Aim => Repeat all of the material exactly as given.
>>>>>
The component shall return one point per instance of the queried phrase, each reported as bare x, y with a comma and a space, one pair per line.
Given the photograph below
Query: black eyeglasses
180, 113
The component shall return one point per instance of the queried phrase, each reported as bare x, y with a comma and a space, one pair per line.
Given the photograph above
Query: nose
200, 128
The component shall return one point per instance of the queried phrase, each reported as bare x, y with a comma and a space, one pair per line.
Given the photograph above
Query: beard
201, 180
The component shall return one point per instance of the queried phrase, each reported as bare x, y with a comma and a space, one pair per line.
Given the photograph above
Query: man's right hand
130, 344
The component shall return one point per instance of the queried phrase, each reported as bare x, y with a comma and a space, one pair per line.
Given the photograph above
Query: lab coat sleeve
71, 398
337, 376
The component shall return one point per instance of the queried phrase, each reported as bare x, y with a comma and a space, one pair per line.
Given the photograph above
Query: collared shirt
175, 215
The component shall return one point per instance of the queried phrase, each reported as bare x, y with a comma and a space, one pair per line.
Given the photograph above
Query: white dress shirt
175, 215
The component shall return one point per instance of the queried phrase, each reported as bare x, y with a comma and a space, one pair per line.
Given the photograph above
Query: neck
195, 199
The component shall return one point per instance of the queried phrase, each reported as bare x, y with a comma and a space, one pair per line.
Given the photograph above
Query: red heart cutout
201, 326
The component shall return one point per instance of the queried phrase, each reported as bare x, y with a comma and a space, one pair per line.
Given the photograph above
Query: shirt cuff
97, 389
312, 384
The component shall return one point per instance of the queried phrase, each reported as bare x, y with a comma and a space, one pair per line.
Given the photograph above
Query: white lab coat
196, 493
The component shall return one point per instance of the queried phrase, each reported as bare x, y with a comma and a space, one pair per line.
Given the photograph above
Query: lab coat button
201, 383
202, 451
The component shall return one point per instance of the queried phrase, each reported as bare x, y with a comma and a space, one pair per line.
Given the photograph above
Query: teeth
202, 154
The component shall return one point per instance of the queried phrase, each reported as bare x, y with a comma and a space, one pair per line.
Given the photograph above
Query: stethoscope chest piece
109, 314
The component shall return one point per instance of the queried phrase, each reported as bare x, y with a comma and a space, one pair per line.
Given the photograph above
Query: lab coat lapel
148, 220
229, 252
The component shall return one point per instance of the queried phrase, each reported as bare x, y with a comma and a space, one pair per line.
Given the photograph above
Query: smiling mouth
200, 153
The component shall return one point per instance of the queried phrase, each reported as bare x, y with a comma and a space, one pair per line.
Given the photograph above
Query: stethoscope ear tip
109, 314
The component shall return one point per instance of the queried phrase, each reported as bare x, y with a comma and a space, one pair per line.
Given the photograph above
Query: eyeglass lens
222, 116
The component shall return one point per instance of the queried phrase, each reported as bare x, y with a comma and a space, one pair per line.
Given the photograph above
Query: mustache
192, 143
<<<<<
Exercise result =>
The component shall return one point per instance of the queried phrase, each reported as bare x, y with a comma and a space, one pair per line.
Given the photograph below
Query: black eyeglasses
180, 113
The component shall return one point per instance of the queried phrase, each reported as bare x, y with a comma and a space, one pair per line.
Given the photograph above
Query: nose
200, 128
The component shall return one point per instance of the queried phrase, each reported as bare x, y with a comma and a space, one pair per line.
Given the photograph above
Query: beard
201, 180
The component shall return one point per instance of the queried phrase, each reported as bare x, y with a comma and a space, one pair per line.
Given the photograph above
Query: man's right hand
130, 344
The component shall return one point per instance of the queried phrase, each reported as bare x, y with a comma and a space, one pair per line.
Given the photograph above
Query: lab coat sleeve
71, 398
337, 376
The component shall return one point per instance of the queried phrase, each reported as bare x, y with a comma and a space, one pair per line.
Given the photograph above
Query: collared shirt
175, 215
The component shall return one point per instance of the queried phrase, each reported as bare x, y with a comma and a space, one pair per line.
Given the photograph above
Query: white dress shirt
175, 215
The component shall return one point per instance of the queried phrase, each reported as bare x, y with a comma and a space, one pair per line.
Given the photograph above
Query: neck
195, 199
The component shall return one point per instance of the queried phrase, each reported as bare x, y with a comma and a space, one pair per line.
Given the photograph above
Query: red heart cutout
201, 326
The component shall return one point per instance of the queried phrase, each reported as bare x, y with a comma and a space, one pair per line.
Given the photograph above
Query: shirt cuff
97, 389
312, 384
The component shall return one point per instance of the queried phrase, each reported as bare x, y with a comma and a space, one pair per line.
Given the photograph above
Query: white lab coat
196, 493
The component shall return one point per instance of the queried phrase, each reported as bare x, y with a comma and a space, one pair per line.
Given the photograph above
Query: lab coat button
201, 383
202, 451
The component shall return one point per instance of the queried phrase, each reported as bare x, y with a comma and a space, one pair per line.
Given the photograph above
Query: teeth
202, 154
The component shall return one point per instance of the queried phrase, each reported as bare x, y with a comma and a space, one pair per line.
Given the photograph above
Query: stethoscope chest piece
109, 314
The component shall return one point per instance of the queried phrase, each reported as bare x, y with a comma and a space, one pair per line.
Given the photograph above
Query: lab coat lapel
148, 220
229, 252
The component shall return one point per instance of the queried phrase, each reported as bare x, y with a comma and a space, one pair per line.
Given the photograph above
Query: smiling mouth
200, 153
The component shall return one point per instance of the queried phrase, each reported as bare x, y with a comma and a space, one pair per line.
Given the photograph above
Query: stethoscope ear tip
109, 314
The component shall return one point per instance of the queried phrase, each reported as bare x, y with a comma and a space, one pair per line.
Given the photograph above
Query: eyeglass lens
222, 116
The component shall return one point per instance of the queried phrase, each reported as bare x, y with a comma and a space, one pair per line.
Given the photograph above
Query: mustache
192, 143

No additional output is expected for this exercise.